----- PAGE EXTRACT -----

As a woman, there is one category in which I am under and/or not represented well: the inevitable road to motherhood.
Mother’s Day passed a couple of weeks ago and all over social media, I read comments from proud mommas. They were filled with joy, pride, happiness and in several cases, an inaccurate statement representing all women. Although, not verbatim, they all seem to elude that Motherhood was the ultimate goal for women.
Whoa there! Err…not really.
If you think the female voice is unheard amongst the male dominant society, I’ve got news for you. Plenty of female voices go unheard within our own circle.
While a lovely sentiment, it does not speak for all women. “A women’s desired path of life” is NOT motherhood, not for all of us, anyway.
I am a woman, who for her entire adult life has not wanted children. Sure, in my teens and early 20s, I too had the princess dream of marriage and children, but it has changed and the feelings I now have on the subject, far outweigh that of my 20-year-old self. So, don’t speak for me, don’t speak for all women. We are not all born with an inherent desire to be mothers. And when you, as a fellow woman, speak on behalf of all of us, you unintentionally give others a reason to think that as a female, our main purpose is to reproduce.
It saddens me to know that if I were a 21-year-old woman, married with children, without any other educational/career/accomplishments to my name, THAT would gain me more respect than I now have, as a 34-year-old single woman with a successful career amongst other accomplishments. It doesn’t matter that I push professional boundaries, make time to volunteer as a big sister to an younger girl in need, or that I am well traveled and well read, or that I’ve mustered the courage to venture into my own business, that I write about travels to encourage others to go beyond their comfort level, or that I have roles in which I am successful (sister, daughter, friend, partner, colleague, teacher). None of that overrides the simple fact that I am unmarried and not likely to become a mother.

----- RECORD EXCERPTS -----

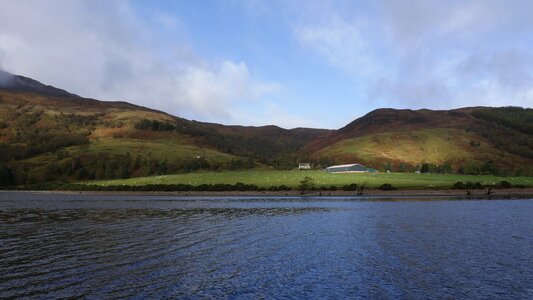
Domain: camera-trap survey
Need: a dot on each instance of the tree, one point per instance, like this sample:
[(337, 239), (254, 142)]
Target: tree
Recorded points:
[(306, 184), (6, 176)]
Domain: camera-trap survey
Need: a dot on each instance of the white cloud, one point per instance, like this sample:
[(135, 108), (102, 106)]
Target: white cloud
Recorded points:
[(435, 54), (102, 49)]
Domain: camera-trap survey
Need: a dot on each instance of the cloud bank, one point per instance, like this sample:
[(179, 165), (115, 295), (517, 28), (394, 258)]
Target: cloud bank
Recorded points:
[(104, 50), (435, 54)]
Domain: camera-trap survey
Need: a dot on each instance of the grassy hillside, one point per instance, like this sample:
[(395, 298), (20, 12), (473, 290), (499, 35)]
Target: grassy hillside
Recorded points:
[(266, 178), (45, 138), (48, 134)]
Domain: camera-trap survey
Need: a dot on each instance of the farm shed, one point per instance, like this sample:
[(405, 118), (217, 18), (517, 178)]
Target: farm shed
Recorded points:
[(346, 168)]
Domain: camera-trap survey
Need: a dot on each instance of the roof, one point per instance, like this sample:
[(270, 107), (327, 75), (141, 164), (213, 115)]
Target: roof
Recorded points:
[(345, 166)]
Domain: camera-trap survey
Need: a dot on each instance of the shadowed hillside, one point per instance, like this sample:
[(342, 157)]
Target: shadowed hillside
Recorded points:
[(48, 134), (470, 140)]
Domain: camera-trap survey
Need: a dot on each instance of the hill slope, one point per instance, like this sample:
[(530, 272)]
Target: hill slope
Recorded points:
[(469, 140), (49, 134)]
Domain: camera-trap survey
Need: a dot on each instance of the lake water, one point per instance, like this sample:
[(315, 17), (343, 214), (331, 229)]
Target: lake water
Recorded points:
[(91, 246)]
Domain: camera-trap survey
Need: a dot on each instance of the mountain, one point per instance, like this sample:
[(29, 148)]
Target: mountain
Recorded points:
[(47, 134), (471, 140), (10, 82)]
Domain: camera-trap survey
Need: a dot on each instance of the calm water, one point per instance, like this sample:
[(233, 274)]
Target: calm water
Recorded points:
[(150, 246)]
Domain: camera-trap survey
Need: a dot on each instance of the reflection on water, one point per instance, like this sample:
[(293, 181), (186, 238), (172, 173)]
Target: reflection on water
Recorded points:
[(145, 246)]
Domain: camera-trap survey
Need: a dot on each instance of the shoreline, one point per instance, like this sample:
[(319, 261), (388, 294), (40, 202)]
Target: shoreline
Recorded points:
[(519, 192)]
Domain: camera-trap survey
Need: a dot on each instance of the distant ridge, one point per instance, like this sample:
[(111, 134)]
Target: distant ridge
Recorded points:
[(19, 83)]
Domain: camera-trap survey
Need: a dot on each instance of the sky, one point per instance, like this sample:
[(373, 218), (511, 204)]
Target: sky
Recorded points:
[(291, 63)]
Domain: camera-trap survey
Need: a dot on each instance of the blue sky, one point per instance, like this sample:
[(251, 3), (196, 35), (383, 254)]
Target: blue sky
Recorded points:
[(289, 63)]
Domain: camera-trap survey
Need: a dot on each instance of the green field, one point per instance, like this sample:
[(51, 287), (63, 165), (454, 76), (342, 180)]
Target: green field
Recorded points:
[(267, 178)]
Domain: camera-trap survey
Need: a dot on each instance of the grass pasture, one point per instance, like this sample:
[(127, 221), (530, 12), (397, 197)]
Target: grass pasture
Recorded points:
[(267, 178)]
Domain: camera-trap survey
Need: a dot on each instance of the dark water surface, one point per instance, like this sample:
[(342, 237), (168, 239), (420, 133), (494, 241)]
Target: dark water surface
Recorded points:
[(91, 246)]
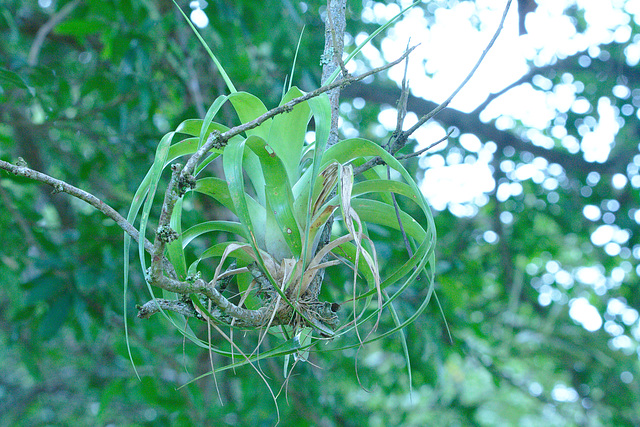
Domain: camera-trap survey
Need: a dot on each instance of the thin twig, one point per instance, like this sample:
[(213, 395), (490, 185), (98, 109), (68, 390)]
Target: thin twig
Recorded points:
[(401, 140), (221, 139), (62, 187)]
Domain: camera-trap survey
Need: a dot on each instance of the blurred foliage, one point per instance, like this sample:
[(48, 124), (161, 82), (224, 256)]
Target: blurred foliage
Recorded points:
[(86, 88)]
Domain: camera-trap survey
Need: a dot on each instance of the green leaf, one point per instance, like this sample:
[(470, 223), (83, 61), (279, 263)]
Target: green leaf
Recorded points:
[(217, 63), (287, 134), (279, 202), (56, 315)]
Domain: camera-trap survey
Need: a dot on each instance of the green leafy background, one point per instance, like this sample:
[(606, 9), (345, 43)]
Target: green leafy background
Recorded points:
[(115, 76)]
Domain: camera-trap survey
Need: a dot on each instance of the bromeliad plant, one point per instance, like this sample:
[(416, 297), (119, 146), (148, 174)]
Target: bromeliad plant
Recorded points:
[(300, 210)]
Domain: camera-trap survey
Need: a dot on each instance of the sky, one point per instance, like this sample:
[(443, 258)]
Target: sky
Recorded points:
[(460, 180)]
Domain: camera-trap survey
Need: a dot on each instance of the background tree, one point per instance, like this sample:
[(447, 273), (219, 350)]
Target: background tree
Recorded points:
[(537, 277)]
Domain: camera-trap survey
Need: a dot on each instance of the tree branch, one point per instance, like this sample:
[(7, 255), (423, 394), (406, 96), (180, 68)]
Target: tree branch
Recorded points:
[(62, 187)]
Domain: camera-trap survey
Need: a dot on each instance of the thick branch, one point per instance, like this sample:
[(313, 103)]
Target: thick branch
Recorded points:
[(220, 140)]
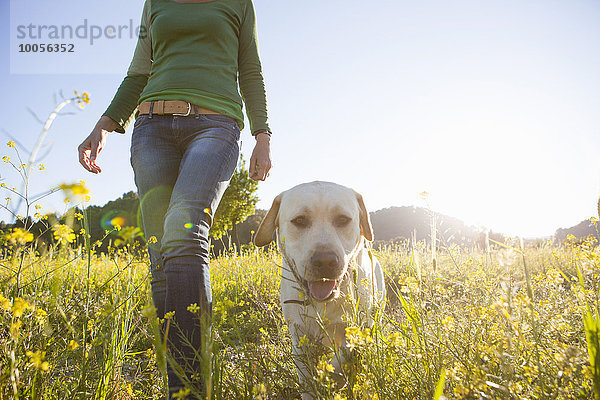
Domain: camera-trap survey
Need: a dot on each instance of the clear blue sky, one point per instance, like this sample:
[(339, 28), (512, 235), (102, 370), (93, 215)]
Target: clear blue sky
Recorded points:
[(491, 107)]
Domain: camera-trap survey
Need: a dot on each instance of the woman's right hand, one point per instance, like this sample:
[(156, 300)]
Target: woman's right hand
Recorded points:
[(93, 144)]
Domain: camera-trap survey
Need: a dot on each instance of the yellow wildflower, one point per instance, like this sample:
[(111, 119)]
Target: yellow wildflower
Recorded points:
[(37, 360), (19, 306), (18, 236), (4, 302), (63, 234)]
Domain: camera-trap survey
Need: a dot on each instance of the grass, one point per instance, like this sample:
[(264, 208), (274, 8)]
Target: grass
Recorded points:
[(507, 324)]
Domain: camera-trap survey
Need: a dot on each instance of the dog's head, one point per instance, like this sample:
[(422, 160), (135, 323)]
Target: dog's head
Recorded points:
[(320, 225)]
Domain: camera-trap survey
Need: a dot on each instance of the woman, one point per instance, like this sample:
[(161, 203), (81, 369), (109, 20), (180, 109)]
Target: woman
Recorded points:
[(183, 80)]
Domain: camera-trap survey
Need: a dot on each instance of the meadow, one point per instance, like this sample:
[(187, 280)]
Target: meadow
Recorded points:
[(505, 322)]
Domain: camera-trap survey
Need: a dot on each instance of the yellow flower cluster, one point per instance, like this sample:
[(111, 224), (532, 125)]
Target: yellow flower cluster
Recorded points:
[(18, 237), (63, 234)]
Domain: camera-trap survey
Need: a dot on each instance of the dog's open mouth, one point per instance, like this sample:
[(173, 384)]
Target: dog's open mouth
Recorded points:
[(322, 290)]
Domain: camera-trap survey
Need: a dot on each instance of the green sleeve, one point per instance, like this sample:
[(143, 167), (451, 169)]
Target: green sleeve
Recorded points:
[(125, 102), (251, 79)]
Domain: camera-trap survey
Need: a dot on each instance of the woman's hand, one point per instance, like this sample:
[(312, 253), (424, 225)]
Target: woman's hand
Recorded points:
[(260, 162), (93, 144)]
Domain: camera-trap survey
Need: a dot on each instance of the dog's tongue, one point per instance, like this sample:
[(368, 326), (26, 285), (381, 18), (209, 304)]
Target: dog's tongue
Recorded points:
[(321, 290)]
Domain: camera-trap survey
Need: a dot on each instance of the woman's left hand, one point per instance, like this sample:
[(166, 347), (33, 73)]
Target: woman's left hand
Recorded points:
[(260, 162)]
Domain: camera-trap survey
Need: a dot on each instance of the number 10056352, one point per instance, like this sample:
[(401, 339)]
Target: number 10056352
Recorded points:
[(46, 48)]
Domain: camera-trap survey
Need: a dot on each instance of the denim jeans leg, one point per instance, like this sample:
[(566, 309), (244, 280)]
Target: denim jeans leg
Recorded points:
[(155, 158), (210, 157)]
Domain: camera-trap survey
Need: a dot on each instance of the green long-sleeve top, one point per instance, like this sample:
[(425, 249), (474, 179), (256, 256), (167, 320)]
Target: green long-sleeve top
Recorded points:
[(195, 52)]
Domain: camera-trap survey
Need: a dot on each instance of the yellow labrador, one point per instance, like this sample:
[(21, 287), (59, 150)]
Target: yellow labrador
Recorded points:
[(322, 231)]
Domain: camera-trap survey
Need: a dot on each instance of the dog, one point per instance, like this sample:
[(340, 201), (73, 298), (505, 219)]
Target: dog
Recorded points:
[(323, 231)]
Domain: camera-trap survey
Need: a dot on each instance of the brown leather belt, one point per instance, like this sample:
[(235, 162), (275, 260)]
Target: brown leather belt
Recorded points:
[(173, 107)]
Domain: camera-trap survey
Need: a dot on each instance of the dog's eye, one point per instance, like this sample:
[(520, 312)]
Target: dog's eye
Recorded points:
[(300, 221), (341, 220)]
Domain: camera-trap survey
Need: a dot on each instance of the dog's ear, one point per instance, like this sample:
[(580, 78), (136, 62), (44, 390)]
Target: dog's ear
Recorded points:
[(366, 230), (266, 230)]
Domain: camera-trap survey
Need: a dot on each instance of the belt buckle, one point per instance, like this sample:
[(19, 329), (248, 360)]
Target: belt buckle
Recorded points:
[(186, 114)]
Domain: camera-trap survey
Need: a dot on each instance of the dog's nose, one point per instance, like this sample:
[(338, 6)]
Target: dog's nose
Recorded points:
[(327, 263)]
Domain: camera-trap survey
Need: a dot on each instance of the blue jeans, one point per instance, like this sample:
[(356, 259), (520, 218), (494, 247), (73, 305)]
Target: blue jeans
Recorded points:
[(182, 166)]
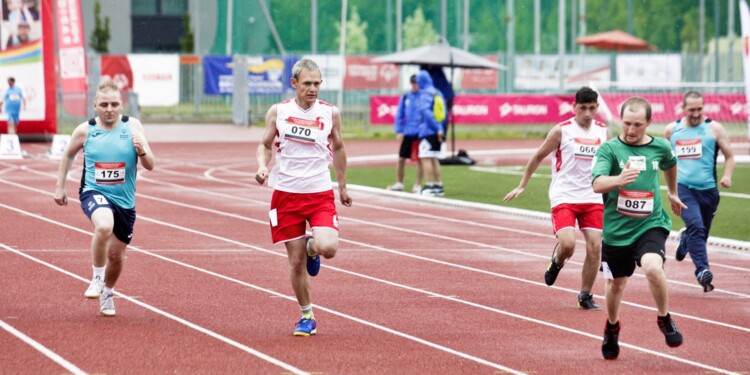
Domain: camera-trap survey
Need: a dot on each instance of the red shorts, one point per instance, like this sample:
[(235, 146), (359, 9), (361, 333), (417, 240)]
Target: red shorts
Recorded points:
[(291, 211), (589, 216)]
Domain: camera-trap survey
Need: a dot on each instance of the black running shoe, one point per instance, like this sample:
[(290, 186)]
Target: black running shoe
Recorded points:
[(668, 327), (680, 252), (553, 269), (610, 347), (705, 278), (586, 302)]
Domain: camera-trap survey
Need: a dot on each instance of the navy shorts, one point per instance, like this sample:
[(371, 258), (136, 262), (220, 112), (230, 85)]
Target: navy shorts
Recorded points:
[(124, 217), (619, 261)]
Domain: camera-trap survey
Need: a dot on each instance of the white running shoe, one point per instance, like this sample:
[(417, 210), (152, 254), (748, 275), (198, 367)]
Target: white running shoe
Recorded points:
[(107, 304), (95, 288)]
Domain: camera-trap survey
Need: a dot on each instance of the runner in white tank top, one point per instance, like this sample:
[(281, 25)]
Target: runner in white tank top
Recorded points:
[(307, 135), (574, 143)]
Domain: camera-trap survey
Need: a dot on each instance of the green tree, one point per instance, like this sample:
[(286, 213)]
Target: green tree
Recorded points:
[(100, 35), (418, 31), (187, 40), (356, 37)]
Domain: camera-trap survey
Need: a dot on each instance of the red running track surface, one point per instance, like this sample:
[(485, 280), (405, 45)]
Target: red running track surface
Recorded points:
[(415, 288)]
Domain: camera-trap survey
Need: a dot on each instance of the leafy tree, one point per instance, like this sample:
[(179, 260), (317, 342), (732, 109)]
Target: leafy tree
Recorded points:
[(187, 41), (100, 35), (356, 37), (418, 31)]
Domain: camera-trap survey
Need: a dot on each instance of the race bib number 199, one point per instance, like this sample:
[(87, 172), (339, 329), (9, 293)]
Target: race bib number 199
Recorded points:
[(109, 173)]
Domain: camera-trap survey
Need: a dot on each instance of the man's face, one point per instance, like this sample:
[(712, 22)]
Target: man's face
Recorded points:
[(585, 112), (307, 85), (108, 106), (693, 108), (634, 125)]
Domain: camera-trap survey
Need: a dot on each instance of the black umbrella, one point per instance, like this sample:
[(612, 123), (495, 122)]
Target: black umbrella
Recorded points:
[(443, 55)]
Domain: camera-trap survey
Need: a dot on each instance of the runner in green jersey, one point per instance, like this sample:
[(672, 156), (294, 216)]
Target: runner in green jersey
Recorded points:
[(636, 225)]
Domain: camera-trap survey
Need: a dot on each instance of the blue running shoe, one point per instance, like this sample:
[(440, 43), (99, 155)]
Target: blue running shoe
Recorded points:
[(680, 252), (313, 263), (306, 326), (705, 278)]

-----

§ YOUR TASK
Continue the essay about women who do not want to become mothers, starting after its last sentence.

§ IN RESPONSE
I have other goals; I want to see the world, acquire new skill sets, creatively transfer dreams into realities, explore my capacity as an individual, expand my horizons, help those in need, and a plethora of other things, but none of it include being a mother. I know many find that to be selfish in nature, but I disagree. There are no shortage of women in the world who are terrible, unfit mothers. If you want to call someone selfish, they ought to be first in line. There are women resorting to motherhood as a means of escaping their problems, maybe they should queue up on the selfish category before the likes of me. If anything, I’m doing a service to the world by not taking on a role that I know I am not cut out for and/or have no desire to take on.
So, please, stop speaking for all women and forgetting about those of us who contribute to society by NOT popping out babies. We may be smaller in number but we exist. And we have the right to be represented accurately. You may not understand us, and that’s OK, much the same way we do not claim to understand you. But you owe us the same respect you expect of us.
Before you pass a judgment on a single woman, remember that for every woman who moves on to raise a family, you need one of us to continue to contribute to society from the non-family aspect.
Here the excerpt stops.